_OBJECTIVE_
Output the lines that follow exactly as they are.

Location annotation dataset excerpts
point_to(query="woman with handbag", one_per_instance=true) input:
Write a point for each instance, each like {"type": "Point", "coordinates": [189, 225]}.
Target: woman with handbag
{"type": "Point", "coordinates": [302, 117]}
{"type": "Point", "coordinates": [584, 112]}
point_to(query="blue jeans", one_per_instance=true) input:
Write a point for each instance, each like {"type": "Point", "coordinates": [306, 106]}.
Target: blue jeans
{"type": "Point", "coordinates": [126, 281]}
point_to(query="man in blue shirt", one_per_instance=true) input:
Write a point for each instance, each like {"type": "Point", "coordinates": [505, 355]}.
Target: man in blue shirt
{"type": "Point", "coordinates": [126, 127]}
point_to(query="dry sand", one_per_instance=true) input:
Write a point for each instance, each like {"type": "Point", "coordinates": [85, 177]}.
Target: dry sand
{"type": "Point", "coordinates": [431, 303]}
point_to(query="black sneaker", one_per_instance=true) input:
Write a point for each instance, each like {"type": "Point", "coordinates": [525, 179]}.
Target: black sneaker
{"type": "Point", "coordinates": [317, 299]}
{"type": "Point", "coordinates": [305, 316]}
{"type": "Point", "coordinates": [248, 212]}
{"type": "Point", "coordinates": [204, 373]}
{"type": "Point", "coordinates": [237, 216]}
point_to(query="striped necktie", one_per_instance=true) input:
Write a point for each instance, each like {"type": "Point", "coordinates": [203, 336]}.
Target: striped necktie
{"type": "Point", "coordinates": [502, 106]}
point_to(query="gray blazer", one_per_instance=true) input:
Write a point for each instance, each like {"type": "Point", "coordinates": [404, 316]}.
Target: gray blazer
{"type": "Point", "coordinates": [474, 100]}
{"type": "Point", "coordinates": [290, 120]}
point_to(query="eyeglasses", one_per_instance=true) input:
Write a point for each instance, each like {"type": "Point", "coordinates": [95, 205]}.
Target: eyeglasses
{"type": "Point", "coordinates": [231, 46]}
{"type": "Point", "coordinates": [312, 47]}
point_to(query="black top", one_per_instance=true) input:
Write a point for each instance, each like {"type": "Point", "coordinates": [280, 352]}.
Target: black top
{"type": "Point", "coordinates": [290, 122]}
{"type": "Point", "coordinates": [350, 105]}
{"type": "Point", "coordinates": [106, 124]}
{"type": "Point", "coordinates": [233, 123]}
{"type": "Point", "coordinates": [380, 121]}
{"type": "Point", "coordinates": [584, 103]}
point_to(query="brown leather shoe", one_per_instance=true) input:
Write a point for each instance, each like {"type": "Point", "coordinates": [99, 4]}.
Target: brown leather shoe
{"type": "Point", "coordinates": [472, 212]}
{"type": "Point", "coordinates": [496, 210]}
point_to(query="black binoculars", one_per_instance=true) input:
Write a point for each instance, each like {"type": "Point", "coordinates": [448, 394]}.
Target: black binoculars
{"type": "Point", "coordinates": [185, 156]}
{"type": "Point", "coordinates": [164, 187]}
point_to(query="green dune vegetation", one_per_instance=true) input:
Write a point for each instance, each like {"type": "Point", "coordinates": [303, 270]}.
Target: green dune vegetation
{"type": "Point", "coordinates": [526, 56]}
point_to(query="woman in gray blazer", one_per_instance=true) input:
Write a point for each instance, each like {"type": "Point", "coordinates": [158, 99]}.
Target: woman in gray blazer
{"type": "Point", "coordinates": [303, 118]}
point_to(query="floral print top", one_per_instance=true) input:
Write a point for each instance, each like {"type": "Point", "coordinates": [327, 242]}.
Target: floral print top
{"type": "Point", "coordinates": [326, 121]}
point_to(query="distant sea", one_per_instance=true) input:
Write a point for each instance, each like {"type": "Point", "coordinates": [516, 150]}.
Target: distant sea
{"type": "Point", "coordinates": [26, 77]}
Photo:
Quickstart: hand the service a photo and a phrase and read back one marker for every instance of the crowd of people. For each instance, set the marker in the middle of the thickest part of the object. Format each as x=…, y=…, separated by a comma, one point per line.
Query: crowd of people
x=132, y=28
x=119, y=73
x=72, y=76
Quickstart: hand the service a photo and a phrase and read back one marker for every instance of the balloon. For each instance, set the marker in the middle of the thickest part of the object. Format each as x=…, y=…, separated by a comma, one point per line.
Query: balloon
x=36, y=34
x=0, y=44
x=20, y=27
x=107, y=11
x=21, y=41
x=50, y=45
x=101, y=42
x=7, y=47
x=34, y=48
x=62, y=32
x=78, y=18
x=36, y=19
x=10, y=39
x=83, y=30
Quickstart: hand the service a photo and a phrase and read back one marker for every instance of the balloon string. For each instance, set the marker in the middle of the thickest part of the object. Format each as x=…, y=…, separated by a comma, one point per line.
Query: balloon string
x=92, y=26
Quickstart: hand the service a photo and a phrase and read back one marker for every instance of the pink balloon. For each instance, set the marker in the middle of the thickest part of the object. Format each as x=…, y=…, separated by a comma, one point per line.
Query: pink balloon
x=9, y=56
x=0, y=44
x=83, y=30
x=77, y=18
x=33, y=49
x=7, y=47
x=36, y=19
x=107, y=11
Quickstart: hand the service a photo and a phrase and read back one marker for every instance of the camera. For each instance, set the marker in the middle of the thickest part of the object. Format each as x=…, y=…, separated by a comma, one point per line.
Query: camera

_RESULT OF THIS EXERCISE_
point_to(query="woman with handbag", one_per_instance=true) input:
Write a point for each instance, each like {"type": "Point", "coordinates": [189, 225]}.
Target: woman with handbag
{"type": "Point", "coordinates": [302, 117]}
{"type": "Point", "coordinates": [584, 112]}
point_to(query="blue jeans", one_per_instance=true) input:
Write a point for each instance, each like {"type": "Point", "coordinates": [306, 106]}.
Target: blue jeans
{"type": "Point", "coordinates": [126, 281]}
point_to(query="man in blue shirt", one_per_instance=true) input:
Write a point for each instance, each like {"type": "Point", "coordinates": [505, 355]}.
Target: man in blue shirt
{"type": "Point", "coordinates": [126, 127]}
point_to(query="dry sand", one_per_instance=true) input:
Write a point for each instance, each like {"type": "Point", "coordinates": [85, 177]}.
Target: dry sand
{"type": "Point", "coordinates": [431, 303]}
point_to(query="black sneaker", one_per_instance=true) input:
Write a point for each instance, each like {"type": "Point", "coordinates": [525, 179]}.
Target: black sneaker
{"type": "Point", "coordinates": [317, 299]}
{"type": "Point", "coordinates": [305, 316]}
{"type": "Point", "coordinates": [248, 212]}
{"type": "Point", "coordinates": [204, 373]}
{"type": "Point", "coordinates": [237, 216]}
point_to(query="striped necktie", one_per_instance=true) input:
Write a point for each instance, each like {"type": "Point", "coordinates": [203, 336]}.
Target: striped necktie
{"type": "Point", "coordinates": [502, 106]}
point_to(query="gray blazer", one_per_instance=true) input:
Write a point for each instance, each like {"type": "Point", "coordinates": [404, 316]}.
Target: gray blazer
{"type": "Point", "coordinates": [474, 100]}
{"type": "Point", "coordinates": [290, 120]}
point_to(query="eyeglasses", one_per_instance=true) input:
Write a point for each instance, each like {"type": "Point", "coordinates": [95, 205]}.
Target: eyeglasses
{"type": "Point", "coordinates": [231, 46]}
{"type": "Point", "coordinates": [312, 47]}
point_to(query="black top", one_per_instance=true) input:
Write a point for each instance, each like {"type": "Point", "coordinates": [280, 352]}.
Target: black top
{"type": "Point", "coordinates": [290, 122]}
{"type": "Point", "coordinates": [350, 105]}
{"type": "Point", "coordinates": [106, 124]}
{"type": "Point", "coordinates": [233, 123]}
{"type": "Point", "coordinates": [380, 121]}
{"type": "Point", "coordinates": [584, 103]}
point_to(query="brown leather shoe", one_per_instance=true) input:
Write a point for each instance, each like {"type": "Point", "coordinates": [99, 4]}.
Target: brown leather shoe
{"type": "Point", "coordinates": [472, 212]}
{"type": "Point", "coordinates": [496, 210]}
point_to(query="black binoculars", one_per_instance=true) input:
Write a point for each instance, each like {"type": "Point", "coordinates": [448, 394]}.
Target: black binoculars
{"type": "Point", "coordinates": [185, 156]}
{"type": "Point", "coordinates": [164, 187]}
point_to(query="green dune vegetation", one_per_instance=true) input:
Write a point for each instance, each like {"type": "Point", "coordinates": [303, 270]}.
Target: green dune vegetation
{"type": "Point", "coordinates": [526, 56]}
point_to(query="woman in gray blazer", one_per_instance=true) input:
Write a point for each instance, each like {"type": "Point", "coordinates": [158, 99]}.
Target: woman in gray blazer
{"type": "Point", "coordinates": [303, 118]}
point_to(query="floral print top", one_per_instance=true) input:
Write a point for each instance, each like {"type": "Point", "coordinates": [327, 242]}.
Target: floral print top
{"type": "Point", "coordinates": [326, 121]}
point_to(query="distant sea", one_per_instance=true) input:
Write a point for each instance, each like {"type": "Point", "coordinates": [516, 150]}.
Target: distant sea
{"type": "Point", "coordinates": [26, 77]}
Photo:
Quickstart: hand the service a photo and a phrase and read back one marker for every instance of the crowd of people. For each instance, set the marker in the middle of the thickest part of the object. Format each as x=…, y=…, separated by a comma, one point per line.
Query: crowd of people
x=132, y=28
x=119, y=73
x=72, y=76
Quickstart: hand the service a photo and a phrase and read back one marker for every instance of the balloon. For each instance, set the marker in the middle of the thickest part of the object. Format each as x=…, y=…, separated by a comma, one point per line.
Query: balloon
x=36, y=34
x=0, y=44
x=20, y=27
x=107, y=11
x=21, y=41
x=50, y=45
x=101, y=42
x=7, y=47
x=34, y=48
x=62, y=32
x=78, y=18
x=36, y=19
x=10, y=39
x=83, y=30
Quickstart: hand the service a photo and a phrase and read back one marker for every instance of the balloon string. For each instance, set the marker in the middle of the thickest part of the object. Format each as x=…, y=…, separated by a comma, one point per line.
Query: balloon string
x=92, y=26
Quickstart: hand the service a photo and a phrase and read back one marker for every instance of the pink balloon. For each instance, set the marker in the middle of the thickest part of the object. Format each as x=…, y=…, separated by a comma, one point per line.
Query: pink balloon
x=9, y=56
x=0, y=44
x=83, y=30
x=77, y=18
x=33, y=49
x=7, y=47
x=36, y=19
x=107, y=11
Quickstart: hand the service a photo and a phrase and read back one marker for every instance of the camera. For each instance, set the marker in the middle of the thickest part of the object. Format each as x=…, y=…, separated by a comma, one point per line.
Query: camera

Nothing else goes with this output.